- Try it:
Below are some records. Write out the line that contains "cathedral spire, one" and all lines after it, exactly, but not the pictures.

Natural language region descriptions
# # #
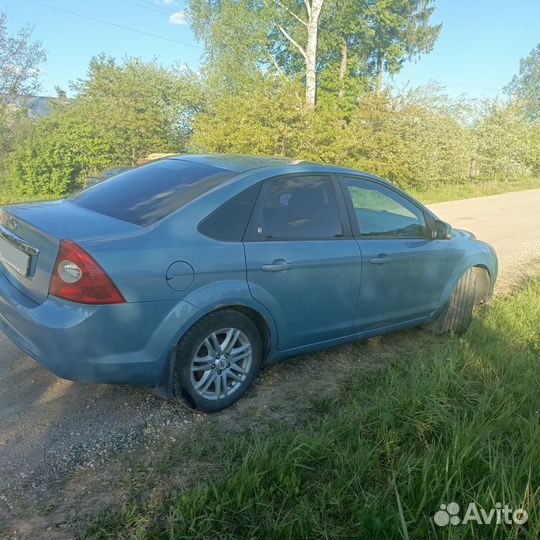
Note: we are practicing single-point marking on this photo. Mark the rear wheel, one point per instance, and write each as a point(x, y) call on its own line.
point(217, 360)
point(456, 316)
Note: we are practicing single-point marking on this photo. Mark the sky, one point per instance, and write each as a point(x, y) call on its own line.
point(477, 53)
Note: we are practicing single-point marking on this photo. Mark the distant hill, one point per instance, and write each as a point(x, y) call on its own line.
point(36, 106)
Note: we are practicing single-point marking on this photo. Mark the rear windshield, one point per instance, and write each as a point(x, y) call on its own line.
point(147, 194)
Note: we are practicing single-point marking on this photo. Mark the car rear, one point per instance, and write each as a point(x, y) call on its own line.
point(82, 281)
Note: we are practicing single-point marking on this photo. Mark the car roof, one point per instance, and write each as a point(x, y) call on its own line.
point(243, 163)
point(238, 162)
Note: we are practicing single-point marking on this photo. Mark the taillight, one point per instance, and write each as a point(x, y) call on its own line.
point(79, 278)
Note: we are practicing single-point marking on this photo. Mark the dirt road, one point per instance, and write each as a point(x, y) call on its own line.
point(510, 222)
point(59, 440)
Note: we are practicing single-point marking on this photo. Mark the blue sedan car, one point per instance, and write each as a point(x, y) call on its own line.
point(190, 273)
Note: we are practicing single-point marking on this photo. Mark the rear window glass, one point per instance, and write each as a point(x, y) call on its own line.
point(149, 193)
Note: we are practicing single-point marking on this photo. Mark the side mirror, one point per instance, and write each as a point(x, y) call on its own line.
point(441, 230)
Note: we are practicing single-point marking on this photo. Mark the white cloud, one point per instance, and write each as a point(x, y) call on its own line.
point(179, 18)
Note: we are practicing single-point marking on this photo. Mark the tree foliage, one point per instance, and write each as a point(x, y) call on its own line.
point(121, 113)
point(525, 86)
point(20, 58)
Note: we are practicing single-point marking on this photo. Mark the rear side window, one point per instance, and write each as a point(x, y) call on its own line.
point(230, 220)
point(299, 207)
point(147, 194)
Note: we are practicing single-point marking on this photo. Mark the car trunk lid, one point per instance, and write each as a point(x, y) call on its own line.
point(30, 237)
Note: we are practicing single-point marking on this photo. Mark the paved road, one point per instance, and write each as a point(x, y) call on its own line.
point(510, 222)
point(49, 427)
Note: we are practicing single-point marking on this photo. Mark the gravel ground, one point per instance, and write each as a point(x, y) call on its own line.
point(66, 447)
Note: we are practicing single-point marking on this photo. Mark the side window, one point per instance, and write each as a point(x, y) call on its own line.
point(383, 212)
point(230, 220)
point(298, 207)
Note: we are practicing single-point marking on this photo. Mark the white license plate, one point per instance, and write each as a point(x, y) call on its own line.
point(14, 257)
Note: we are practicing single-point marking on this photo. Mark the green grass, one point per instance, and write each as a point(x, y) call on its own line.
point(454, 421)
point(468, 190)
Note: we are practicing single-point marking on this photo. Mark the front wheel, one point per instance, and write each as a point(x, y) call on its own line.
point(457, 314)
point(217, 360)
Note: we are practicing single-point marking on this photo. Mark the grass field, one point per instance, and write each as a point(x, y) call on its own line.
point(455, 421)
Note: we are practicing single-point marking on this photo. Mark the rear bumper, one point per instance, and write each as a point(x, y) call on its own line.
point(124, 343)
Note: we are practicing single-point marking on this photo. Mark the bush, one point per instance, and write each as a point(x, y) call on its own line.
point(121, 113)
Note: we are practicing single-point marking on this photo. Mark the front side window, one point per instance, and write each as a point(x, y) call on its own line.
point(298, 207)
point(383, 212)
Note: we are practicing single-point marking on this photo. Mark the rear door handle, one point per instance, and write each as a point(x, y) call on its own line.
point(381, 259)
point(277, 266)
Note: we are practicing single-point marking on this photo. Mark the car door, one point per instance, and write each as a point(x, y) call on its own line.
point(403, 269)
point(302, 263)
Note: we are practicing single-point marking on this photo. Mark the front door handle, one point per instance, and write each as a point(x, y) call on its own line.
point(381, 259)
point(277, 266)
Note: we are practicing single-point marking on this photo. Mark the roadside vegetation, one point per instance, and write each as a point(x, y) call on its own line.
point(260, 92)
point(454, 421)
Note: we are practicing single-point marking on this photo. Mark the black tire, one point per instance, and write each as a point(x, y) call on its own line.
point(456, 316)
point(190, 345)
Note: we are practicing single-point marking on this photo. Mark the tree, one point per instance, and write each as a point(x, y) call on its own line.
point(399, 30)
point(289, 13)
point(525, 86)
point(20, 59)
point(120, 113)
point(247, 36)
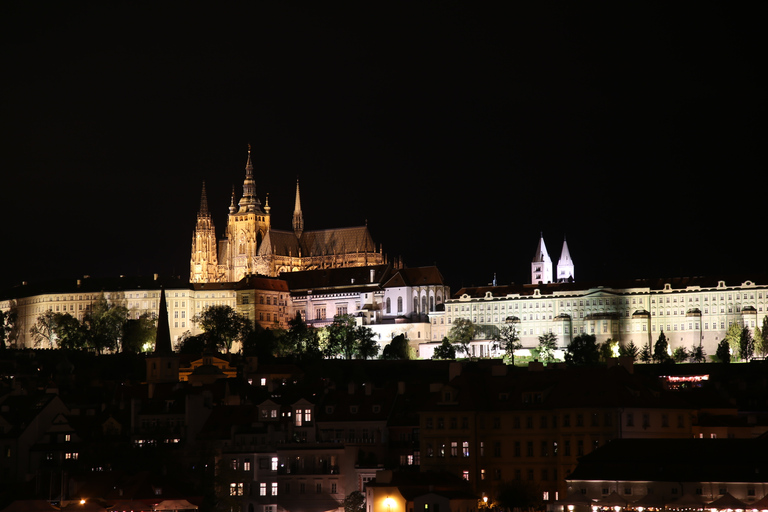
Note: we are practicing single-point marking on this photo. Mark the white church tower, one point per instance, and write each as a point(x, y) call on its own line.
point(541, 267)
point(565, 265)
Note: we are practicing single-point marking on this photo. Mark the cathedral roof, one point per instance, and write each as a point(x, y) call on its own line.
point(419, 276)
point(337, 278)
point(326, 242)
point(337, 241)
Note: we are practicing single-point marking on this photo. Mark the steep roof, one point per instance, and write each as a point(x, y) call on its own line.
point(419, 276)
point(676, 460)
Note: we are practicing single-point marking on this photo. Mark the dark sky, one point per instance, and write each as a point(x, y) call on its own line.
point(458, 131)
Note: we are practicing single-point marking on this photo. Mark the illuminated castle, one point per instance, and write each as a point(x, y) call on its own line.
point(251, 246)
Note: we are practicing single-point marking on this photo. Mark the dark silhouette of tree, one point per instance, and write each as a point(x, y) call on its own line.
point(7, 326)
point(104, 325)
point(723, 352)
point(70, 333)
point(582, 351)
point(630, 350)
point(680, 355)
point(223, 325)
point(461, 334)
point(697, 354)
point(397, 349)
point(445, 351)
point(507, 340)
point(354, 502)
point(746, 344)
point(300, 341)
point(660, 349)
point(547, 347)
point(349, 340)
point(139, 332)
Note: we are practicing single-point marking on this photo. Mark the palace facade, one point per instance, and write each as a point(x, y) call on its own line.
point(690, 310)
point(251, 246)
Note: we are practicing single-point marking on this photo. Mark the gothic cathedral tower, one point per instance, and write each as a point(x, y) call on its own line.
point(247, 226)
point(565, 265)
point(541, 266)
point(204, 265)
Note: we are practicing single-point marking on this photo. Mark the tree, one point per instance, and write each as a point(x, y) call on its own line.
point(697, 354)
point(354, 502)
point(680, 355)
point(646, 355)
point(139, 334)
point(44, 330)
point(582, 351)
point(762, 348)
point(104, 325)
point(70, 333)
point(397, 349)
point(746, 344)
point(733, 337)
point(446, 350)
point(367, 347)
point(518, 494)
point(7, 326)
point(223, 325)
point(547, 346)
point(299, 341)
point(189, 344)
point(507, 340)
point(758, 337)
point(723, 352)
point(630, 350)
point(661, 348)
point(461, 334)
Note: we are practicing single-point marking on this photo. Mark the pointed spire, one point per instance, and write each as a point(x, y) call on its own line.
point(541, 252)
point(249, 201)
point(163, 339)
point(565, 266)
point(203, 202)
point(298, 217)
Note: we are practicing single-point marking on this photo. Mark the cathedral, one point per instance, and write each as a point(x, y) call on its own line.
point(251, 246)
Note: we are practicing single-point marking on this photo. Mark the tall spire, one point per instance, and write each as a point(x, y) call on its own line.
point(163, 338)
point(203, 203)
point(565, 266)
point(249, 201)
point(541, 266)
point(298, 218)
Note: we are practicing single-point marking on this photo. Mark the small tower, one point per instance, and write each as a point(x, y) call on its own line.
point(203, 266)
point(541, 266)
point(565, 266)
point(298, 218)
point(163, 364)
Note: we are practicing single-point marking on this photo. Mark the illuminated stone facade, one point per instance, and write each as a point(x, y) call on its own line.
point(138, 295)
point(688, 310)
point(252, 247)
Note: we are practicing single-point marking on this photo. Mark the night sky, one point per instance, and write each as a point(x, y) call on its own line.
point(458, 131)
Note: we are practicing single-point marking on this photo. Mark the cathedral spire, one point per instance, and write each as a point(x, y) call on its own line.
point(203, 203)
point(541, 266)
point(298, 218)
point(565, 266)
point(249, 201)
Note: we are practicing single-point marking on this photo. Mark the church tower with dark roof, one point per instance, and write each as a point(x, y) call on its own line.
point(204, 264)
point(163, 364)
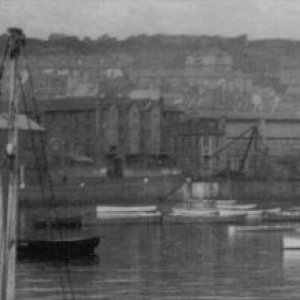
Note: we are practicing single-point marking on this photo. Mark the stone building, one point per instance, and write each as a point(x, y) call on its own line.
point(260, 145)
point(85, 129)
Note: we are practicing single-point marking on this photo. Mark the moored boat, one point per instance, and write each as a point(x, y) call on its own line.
# # #
- Finished exercise:
Note: we are practicing single-point marking on this photo. Mark the cathedral spire, one point per instance, and write each as a point(x, y) call on its own line.
point(203, 203)
point(541, 266)
point(298, 218)
point(565, 266)
point(249, 201)
Note: we are practicing single-point marking on this photo. Mark the church tower with dark roof, one point per instance, and write each as a point(x, y) call on its own line.
point(204, 264)
point(163, 364)
Note: we are practicing single-point marking on this photo. Mark the stone building, one point per instance, and write each as a point(x, y) call on its own line.
point(260, 145)
point(85, 129)
Note: we are practicing single-point marking on this photo. Mark the moored boat, one point per instance, and write each as a point(x, y) call on its own line.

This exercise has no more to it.